[BEGIN]

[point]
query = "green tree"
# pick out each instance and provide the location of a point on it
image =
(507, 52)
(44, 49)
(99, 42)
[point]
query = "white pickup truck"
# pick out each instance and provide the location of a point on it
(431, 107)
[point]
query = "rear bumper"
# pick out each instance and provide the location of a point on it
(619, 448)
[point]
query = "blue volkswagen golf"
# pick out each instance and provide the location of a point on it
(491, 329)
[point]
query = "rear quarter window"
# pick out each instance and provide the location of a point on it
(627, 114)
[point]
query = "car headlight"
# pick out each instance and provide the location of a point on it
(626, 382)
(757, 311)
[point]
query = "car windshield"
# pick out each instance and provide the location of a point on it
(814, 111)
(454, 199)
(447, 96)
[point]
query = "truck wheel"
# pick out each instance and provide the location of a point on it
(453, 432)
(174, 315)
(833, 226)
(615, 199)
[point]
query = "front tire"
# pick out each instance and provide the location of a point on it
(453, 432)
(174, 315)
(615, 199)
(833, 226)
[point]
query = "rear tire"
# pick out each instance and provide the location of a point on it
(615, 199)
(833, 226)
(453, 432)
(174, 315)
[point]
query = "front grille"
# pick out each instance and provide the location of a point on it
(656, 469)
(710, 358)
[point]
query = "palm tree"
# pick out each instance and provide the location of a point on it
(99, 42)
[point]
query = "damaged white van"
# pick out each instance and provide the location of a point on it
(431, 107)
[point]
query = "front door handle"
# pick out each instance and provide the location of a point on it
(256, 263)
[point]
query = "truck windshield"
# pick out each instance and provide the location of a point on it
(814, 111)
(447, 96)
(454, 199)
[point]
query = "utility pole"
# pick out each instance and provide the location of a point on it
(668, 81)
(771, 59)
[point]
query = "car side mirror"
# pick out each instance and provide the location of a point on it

[END]

- [Problem to solve]: Copy out every line of the material above, requests included, and raise each coordinate in the answer points by 95.

- [Problem solution]:
[point]
query = "green tree"
# pick out each instance and provide the location of a point on it
image =
(602, 147)
(139, 144)
(194, 137)
[point]
query = "white pickup truck"
# pick out each instance and provide the location of a point on it
(526, 202)
[point]
query = "rear bumper"
# pick out each instance and provide the location of a point on it
(714, 543)
[point]
query = "blue volkswagen golf"
# pick out each instance and provide the location of a point on it
(586, 424)
[point]
query = "rear quarter window"
# pick out each instance and provide the location of a point on it
(722, 209)
[point]
query = "car headlight"
# pick out each instance and provide the location of a point on it
(721, 477)
(852, 406)
[point]
query = "car windshield"
# pick out each instance and provide the location of a point on it
(909, 206)
(549, 294)
(542, 191)
[point]
query = "truck wheel"
# pick out each instance and provide the location of a point on it
(548, 527)
(269, 410)
(928, 321)
(710, 294)
[point]
query = "front tire"
# pick out each instance and provide the location of a point on it
(548, 527)
(269, 410)
(710, 294)
(928, 321)
[point]
query = "rear tire"
# pick out each instance and provide the location of a point on it
(710, 294)
(928, 321)
(548, 527)
(269, 410)
[point]
query = "front grille"
# pick out each instance and provide the location of a point on it
(751, 564)
(805, 453)
[point]
query = "palm tree"
# pick out each instance and provide the location of a point on it
(194, 137)
[point]
query = "damaged white van"
# pick out each instance and provide the location of a point on it
(526, 202)
[point]
query = "front door handle"
# pick out each instance and provide the location of a point on it
(351, 358)
[point]
query = "truck windshield"
# pick out each instance and provide the location of a point on it
(909, 206)
(542, 191)
(549, 294)
[point]
query = "utility pole"
# pick out each instance and provide the location of a point on it
(763, 176)
(866, 154)
[point]
query = "car side mirror"
# pick out each instance and provide the location of a point on it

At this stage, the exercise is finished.